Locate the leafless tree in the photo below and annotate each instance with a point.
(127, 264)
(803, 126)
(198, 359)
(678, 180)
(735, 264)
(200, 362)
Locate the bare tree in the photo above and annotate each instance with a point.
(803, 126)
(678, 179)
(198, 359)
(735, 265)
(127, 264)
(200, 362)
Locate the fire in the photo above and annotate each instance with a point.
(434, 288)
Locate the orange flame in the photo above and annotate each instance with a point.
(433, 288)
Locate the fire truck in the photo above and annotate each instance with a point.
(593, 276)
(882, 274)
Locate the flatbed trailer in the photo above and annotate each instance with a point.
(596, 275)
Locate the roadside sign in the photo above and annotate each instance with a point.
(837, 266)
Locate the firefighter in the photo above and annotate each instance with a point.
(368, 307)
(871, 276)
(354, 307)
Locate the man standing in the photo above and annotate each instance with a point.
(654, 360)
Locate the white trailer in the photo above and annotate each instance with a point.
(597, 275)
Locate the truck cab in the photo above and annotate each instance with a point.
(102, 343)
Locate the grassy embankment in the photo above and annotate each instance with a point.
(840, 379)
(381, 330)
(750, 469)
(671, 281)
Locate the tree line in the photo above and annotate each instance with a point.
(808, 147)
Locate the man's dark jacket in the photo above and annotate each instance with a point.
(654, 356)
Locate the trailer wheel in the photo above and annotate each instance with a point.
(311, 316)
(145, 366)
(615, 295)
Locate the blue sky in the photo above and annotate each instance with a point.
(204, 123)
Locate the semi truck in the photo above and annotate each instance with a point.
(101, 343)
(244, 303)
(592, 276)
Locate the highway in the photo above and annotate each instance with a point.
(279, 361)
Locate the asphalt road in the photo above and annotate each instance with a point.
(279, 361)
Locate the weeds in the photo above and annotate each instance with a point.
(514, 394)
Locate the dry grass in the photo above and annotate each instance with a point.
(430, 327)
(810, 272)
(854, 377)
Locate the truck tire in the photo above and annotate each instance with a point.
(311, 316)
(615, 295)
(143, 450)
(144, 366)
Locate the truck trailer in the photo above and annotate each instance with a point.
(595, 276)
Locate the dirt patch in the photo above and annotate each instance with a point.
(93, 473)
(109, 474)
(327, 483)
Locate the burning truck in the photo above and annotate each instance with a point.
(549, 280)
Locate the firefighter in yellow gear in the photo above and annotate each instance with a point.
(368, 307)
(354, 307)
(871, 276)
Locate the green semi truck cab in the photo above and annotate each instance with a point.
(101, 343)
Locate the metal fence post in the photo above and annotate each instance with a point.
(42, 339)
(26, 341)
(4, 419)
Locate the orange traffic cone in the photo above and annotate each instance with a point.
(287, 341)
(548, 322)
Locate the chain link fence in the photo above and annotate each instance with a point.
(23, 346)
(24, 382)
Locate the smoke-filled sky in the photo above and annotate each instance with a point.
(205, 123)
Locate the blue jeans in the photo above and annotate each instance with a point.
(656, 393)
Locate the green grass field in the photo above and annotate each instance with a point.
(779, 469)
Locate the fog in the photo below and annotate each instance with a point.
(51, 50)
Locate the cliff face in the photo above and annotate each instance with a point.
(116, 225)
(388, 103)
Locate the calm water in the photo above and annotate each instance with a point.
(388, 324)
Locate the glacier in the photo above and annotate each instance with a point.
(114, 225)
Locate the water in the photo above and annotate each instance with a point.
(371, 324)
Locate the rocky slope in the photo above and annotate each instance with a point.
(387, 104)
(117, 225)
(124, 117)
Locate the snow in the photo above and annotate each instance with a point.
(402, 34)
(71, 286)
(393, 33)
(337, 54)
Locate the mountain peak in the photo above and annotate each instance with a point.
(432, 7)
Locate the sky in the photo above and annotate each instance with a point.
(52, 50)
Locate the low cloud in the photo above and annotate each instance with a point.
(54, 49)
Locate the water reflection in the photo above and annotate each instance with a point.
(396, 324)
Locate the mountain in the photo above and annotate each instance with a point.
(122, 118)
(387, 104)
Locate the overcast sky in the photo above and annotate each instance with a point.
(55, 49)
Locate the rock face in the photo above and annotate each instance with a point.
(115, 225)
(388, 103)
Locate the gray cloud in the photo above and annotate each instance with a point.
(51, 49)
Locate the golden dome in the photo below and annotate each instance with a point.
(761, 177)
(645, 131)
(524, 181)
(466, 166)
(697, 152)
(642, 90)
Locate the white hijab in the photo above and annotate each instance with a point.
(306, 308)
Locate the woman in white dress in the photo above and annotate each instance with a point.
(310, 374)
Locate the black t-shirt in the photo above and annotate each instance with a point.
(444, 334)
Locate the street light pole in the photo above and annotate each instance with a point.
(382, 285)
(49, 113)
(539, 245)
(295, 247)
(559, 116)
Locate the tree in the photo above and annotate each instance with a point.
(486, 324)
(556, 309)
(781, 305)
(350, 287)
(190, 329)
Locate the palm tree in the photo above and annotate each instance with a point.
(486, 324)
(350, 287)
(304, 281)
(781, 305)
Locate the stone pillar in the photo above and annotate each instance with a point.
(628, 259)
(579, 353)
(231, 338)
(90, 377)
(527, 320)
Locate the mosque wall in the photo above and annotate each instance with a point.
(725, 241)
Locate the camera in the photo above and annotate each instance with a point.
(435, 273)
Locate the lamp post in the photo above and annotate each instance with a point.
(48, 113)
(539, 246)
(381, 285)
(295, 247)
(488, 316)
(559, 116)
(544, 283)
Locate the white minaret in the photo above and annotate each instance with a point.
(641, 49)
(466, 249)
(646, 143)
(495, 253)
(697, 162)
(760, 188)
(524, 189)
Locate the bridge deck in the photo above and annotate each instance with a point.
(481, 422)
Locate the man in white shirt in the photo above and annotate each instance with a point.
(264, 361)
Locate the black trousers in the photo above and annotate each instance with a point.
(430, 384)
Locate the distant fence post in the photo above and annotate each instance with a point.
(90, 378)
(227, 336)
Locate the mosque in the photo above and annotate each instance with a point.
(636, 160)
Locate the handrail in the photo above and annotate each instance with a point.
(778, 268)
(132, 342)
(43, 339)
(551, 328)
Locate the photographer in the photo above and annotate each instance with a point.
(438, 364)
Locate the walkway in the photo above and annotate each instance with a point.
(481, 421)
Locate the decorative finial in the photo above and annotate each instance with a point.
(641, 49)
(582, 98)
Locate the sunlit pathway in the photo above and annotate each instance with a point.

++++

#### [Exercise prompt]
Copy out every one of the items above word for word, reproducing each line unchanged and in the same order.

#### [Written response]
Locate the leafless tree in the photo below and annotate each instance with a point.
(127, 264)
(803, 126)
(198, 359)
(678, 180)
(735, 264)
(200, 362)
Locate the bare tree in the photo above and annotate each instance with a point.
(803, 126)
(678, 179)
(198, 359)
(735, 265)
(127, 264)
(200, 362)
Locate the fire in the photo above and annotate each instance with a point.
(434, 288)
Locate the orange flame in the photo above and annotate each instance with a point.
(433, 288)
Locate the fire truck in the photo above and annotate each instance with a point.
(593, 276)
(882, 274)
Locate the flatbed trailer in the photo above and annotate each instance with a point.
(596, 275)
Locate the roadside sign in the photo above and annotate each instance with a point.
(837, 266)
Locate the firefighter in the photo above and annotate each instance with a point.
(368, 307)
(871, 276)
(354, 307)
Locate the man standing in the photo above and annotate each instance with a point.
(654, 360)
Locate the white trailer in the photo above and annotate each instance with a point.
(597, 275)
Locate the truck cab in the photo above and annotate each instance with a point.
(102, 343)
Locate the grassy embankment in the photo above and annotate each instance with a point.
(840, 379)
(381, 330)
(750, 469)
(671, 281)
Locate the tree line in the photo above and annotate each instance with a point.
(808, 147)
Locate the man's dark jacket in the photo above and annotate each instance with a point.
(654, 356)
Locate the trailer wheel in the photo above and annotate each instance with a point.
(311, 316)
(145, 366)
(615, 295)
Locate the blue sky in the photo above and annotate each instance with a point.
(204, 123)
Locate the semi truck in the photo above and annotate each instance with a point.
(101, 343)
(244, 303)
(592, 276)
Locate the highway in the photo above and annotate each instance with a point.
(279, 361)
Locate the asphalt road in the photo above and annotate each instance with a point.
(279, 361)
Locate the weeds in the photo above and annotate each instance with a point.
(514, 394)
Locate the dry grass in the photo above and annotate each instance with a point.
(430, 327)
(810, 272)
(854, 377)
Locate the truck tire in the photo above and annotate each instance with a point.
(311, 316)
(615, 295)
(143, 450)
(144, 366)
Locate the truck trailer in the photo above and annotate each instance with a point.
(595, 276)
Locate the dirt patch in the photo above and annotate each instance with a point.
(93, 473)
(109, 474)
(327, 483)
Locate the burning truck in the photo above and annotate each instance with a point.
(549, 280)
Locate the firefighter in yellow gear in the photo above and annotate each instance with a point.
(368, 307)
(354, 307)
(871, 276)
Locate the green semi truck cab in the photo above and annotate each instance with a point.
(101, 343)
Locate the metal fence post in the photo above and annotate each instance with a point.
(42, 339)
(26, 341)
(4, 419)
Locate the orange traffic cone in the photo above and annotate each instance with a point.
(287, 341)
(548, 322)
Locate the chain link fence in the photo above and annotate each instance with a point.
(23, 346)
(24, 382)
Locate the smoke-filled sky in the photo above and annotate each instance with a point.
(205, 123)
Locate the blue jeans in the photo above and annotate each instance with a point.
(656, 393)
Locate the green grass field in the photo above and annotate each instance with a point.
(779, 469)
Locate the fog in the photo below and annotate each instance with a point.
(51, 50)
Locate the cliff face in the photo above and annotate each instance with a point.
(116, 225)
(388, 103)
Locate the calm water in the photo above and annotate each instance with a point.
(388, 324)
Locate the glacier in the photo above and annotate each instance with a point.
(114, 225)
Locate the water in the photo above and annotate each instance with a point.
(371, 324)
Locate the rocky slope in the photo above and annotate each instance with a point.
(387, 104)
(117, 225)
(124, 117)
Locate the snow in the photo above and annotate each instance with a point.
(402, 34)
(71, 286)
(393, 33)
(337, 54)
Locate the mountain peak in the photo above and annotate each instance with a point.
(432, 7)
Locate the sky in the photo above and annotate each instance with a point.
(52, 50)
Locate the low cloud in the photo above and annotate each instance with a point.
(54, 49)
Locate the water reflection in the photo above and annotate each instance with a point.
(396, 324)
Locate the mountain in the photo above and annotate each instance with a point.
(122, 118)
(387, 104)
Locate the overcast sky in the photo above and annotate each instance with a point.
(55, 49)
Locate the rock face in the photo above and annotate each instance with a point.
(115, 225)
(388, 103)
Locate the gray cloud in the photo above and annotate each instance with a point.
(51, 49)
Locate the golden dome in the photo below and annotate each instance with a point.
(761, 177)
(645, 131)
(524, 181)
(466, 166)
(697, 152)
(642, 90)
Locate the white hijab in the photo above and annotate each instance with a point.
(306, 308)
Locate the woman in white dress in the photo above and annotate each instance with a point.
(310, 374)
Locate the black t-shirt in the photo above and annotate each instance with a point.
(444, 334)
Locate the street light pole in the photo above and annotate each instance with a point.
(382, 285)
(49, 113)
(539, 245)
(295, 247)
(559, 116)
Locate the tree in the photo above and annotate each instance with a point.
(486, 324)
(556, 309)
(781, 305)
(350, 287)
(190, 329)
Locate the palm tree in the photo above and annotate each instance with a point.
(486, 324)
(350, 287)
(304, 281)
(781, 305)
Locate the stone pillar in the photo above and annotate each instance with a point.
(628, 259)
(579, 353)
(231, 338)
(90, 377)
(527, 320)
Locate the mosque wall in the photo above and annotate each instance with a point.
(725, 241)
Locate the camera in the photo above and annotate each instance with a point.
(435, 273)
Locate the lamp post in the photo above and annotate each instance with a point.
(48, 113)
(539, 246)
(381, 285)
(295, 247)
(488, 316)
(559, 116)
(544, 283)
Locate the white minaret in the photo above and annotate each instance with a point.
(641, 49)
(466, 249)
(646, 143)
(495, 253)
(697, 162)
(760, 188)
(524, 189)
Locate the bridge deck in the photo above and annotate each instance with a point.
(481, 422)
Locate the man in white shirt in the photo above and annotate each instance with a point.
(264, 361)
Locate the black trousers in the photo above and annotate each instance with a point.
(430, 384)
Locate the distant fence post in the photo above and annotate each instance with a point.
(90, 378)
(227, 336)
Locate the mosque in the photo above and annotate each instance with a point.
(636, 160)
Locate the handrail in the photo above and annotate each instance with a point.
(778, 268)
(132, 342)
(43, 339)
(551, 328)
Locate the photographer in the photo above and annotate each instance with a point.
(438, 364)
Locate the walkway in the photo above and annotate each instance with a point.
(481, 421)
Locate the decorative finial in the photo above and annotate each instance with a point.
(641, 49)
(582, 98)
Locate the sunlit pathway in the photo above and annotate each instance with a point.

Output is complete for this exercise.